# SET TASKS
1. Repeat the part of the agentic AI summary that begins with "Not every AI" and goes on through "and more cost-effective.", word for word.
2. In the agentic AI summary, what share of agentic AI projects does Gartner research suggest will be canceled by the end of 2027?

# GIVEN TEXT
-- START --

In Harvard Business Review’s article “Why Agentic AI Projects Fail—and How to Set Yours Up for Success,” author Anushree Verma, a senior director analyst at Gartner, warns that agentic AI will create value only for organizations that approach it with discipline, strategic intent, and clear business outcomes. Published October 21, 2025, the article argues that leaders should avoid deploying agentic AI simply because it is new or heavily promoted by vendors. Instead, they should focus on use cases where autonomous AI capabilities can create measurable business value.

Executive summary for business leaders

Overarching theme: Agentic AI is powerful, but it is not a plug-and-play solution. HBR frames the technology as a step beyond traditional automation and generative AI because agentic systems can autonomously manage complex tasks, optimize processes, and identify opportunities or risks with less constant human oversight. The article’s central message is that success depends on disciplined use-case selection, realistic assessment of technology maturity, strong risk controls, and a willingness to use simpler AI or automation methods when agentic AI is not the best fit.

Major takeaways

1. Agentic AI should start with business value, not technology hype.
HBR cautions leaders not to pursue agentic AI for its own sake. The article highlights Gartner research suggesting that more than 40% of agentic AI projects will be canceled by the end of 2027, largely because of escalating costs, unclear business value, and inadequate risk controls.

2. The right use case matters more than the most advanced tool.
Agentic AI is most valuable when autonomy, decision support, workflow execution, and adaptive action create measurable business impact. Leaders should avoid using agentic AI where simpler analytics, robotic process automation, rules-based workflows, or generative AI copilots would be more appropriate.

3. Technology maturity must be assessed honestly.
The article emphasizes a “clear-eyed” view of readiness. Business leaders should pressure-test whether the organization’s data, systems, governance, workflows, and vendor capabilities are mature enough for autonomous or semi-autonomous AI action.

4. Risk controls cannot be added after the fact.
Because agentic AI can act rather than merely advise, weak governance can create operational, compliance, reputational, and cybersecurity exposure. HBR’s broader coverage of agentic AI similarly notes that existing AI risk programs need to evolve as organizations move from narrow AI and generative AI into agentic and multi-agent systems.

5. Leaders need to separate agentic AI from ordinary automation.
HBR describes agentic AI as distinct from earlier automation because agents can manage more complex tasks, optimize processes, and proactively identify risks or opportunities. That distinction matters because an “agent” label does not automatically mean a tool has the planning, reasoning, orchestration, or governance capabilities required for enterprise use.

6. Success requires operating-model change.
Agentic AI is not only a technology deployment. It affects decision rights, workflow design, human oversight, accountability, measurement, and change management. HBR’s related work on scaling AI agents argues that deploying agents is a change to how work gets done, not simply a software installation.

Leadership talking points

Agentic AI should be treated as a strategic transformation capability, not a technology experiment.

Boards and executive teams should ask, “What business outcome will this agent improve?” before approving investment.

Not every AI use case needs autonomy. In many cases, copilots, analytics, workflow automation, or decision-support tools may be safer and more cost-effective.

The risk profile changes when AI moves from recommending actions to taking actions.

Successful agentic AI programs need clear owners, defined decision rights, measurable outcomes, risk controls, escalation paths, and a realistic view of costs.

-- END --

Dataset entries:
-- START --

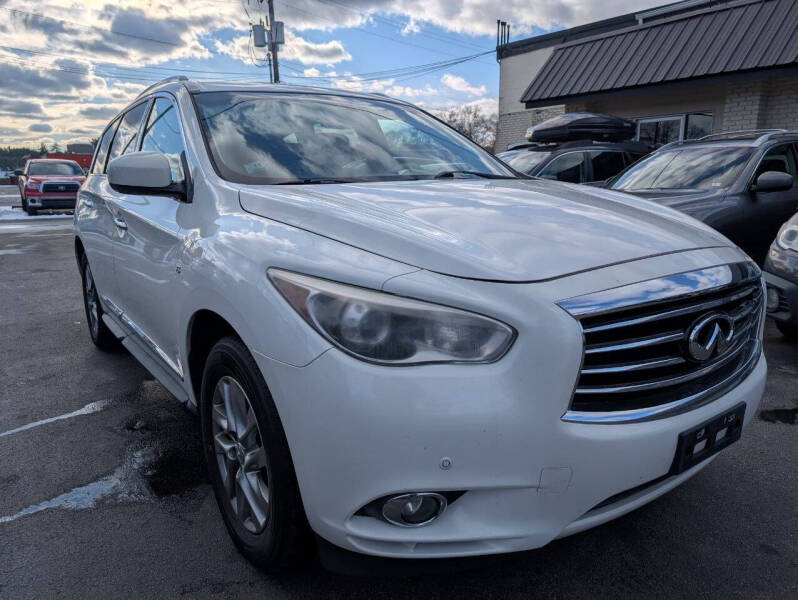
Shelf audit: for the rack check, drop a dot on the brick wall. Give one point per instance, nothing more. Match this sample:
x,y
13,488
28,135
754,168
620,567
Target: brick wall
x,y
512,126
744,107
781,108
764,103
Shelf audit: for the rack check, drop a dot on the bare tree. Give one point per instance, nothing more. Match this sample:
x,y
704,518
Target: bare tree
x,y
471,121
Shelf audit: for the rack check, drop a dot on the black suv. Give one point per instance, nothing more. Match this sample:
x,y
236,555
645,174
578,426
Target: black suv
x,y
740,183
581,161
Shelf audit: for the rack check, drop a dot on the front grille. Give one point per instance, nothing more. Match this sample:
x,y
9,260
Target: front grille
x,y
60,188
636,356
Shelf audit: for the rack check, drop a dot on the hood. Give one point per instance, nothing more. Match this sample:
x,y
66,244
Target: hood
x,y
505,230
40,178
699,204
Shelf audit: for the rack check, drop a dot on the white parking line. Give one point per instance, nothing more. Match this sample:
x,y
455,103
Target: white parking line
x,y
86,410
85,496
124,484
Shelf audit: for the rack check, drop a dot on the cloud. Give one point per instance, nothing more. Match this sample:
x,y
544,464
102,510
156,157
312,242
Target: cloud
x,y
459,84
20,107
310,53
99,112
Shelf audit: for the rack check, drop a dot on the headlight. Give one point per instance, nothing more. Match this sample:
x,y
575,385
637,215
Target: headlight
x,y
788,238
392,330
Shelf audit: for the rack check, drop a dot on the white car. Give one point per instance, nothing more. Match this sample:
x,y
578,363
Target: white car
x,y
394,342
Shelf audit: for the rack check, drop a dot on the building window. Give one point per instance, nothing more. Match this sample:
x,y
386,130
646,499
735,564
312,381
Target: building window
x,y
674,128
659,131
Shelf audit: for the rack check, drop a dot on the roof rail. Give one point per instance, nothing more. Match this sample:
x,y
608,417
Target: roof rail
x,y
731,135
162,81
776,134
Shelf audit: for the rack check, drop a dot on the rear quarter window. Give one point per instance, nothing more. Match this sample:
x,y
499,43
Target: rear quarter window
x,y
98,166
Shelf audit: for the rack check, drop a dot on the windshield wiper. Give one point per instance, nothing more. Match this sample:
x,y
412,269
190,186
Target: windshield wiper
x,y
314,180
454,173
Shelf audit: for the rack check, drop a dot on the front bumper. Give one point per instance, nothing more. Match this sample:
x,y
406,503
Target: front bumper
x,y
787,292
51,201
359,432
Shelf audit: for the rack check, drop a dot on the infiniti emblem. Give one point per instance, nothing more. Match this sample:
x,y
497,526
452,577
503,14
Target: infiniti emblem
x,y
710,336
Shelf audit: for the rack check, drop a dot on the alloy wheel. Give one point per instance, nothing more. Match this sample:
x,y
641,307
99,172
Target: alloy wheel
x,y
91,302
240,454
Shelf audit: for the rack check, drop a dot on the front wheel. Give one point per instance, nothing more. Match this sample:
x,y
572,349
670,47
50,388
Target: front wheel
x,y
248,460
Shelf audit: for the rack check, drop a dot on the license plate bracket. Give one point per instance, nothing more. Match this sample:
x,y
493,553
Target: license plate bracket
x,y
707,439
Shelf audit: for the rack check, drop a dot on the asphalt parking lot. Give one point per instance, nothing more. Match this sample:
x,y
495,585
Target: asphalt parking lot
x,y
103,494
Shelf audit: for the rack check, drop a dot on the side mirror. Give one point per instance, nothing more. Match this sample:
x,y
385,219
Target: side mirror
x,y
144,173
773,181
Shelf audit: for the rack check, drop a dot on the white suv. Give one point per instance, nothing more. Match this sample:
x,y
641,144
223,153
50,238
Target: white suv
x,y
393,340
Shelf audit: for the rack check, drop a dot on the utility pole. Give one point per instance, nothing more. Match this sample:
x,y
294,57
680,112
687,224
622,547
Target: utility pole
x,y
272,44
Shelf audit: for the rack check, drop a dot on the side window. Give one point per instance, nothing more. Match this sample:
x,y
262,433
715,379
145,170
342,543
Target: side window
x,y
98,166
567,167
162,134
606,164
126,135
780,159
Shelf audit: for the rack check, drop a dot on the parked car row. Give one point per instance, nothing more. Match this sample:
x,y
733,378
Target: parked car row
x,y
396,342
49,184
743,184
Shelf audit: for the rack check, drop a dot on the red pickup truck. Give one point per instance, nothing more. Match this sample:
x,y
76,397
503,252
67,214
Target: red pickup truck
x,y
49,184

-- END --

# IN RESPONSE
1.
Not every AI use case needs autonomy. In many cases, copilots, analytics, workflow automation, or decision-support tools may be safer and more cost-effective.

2. More than 40%.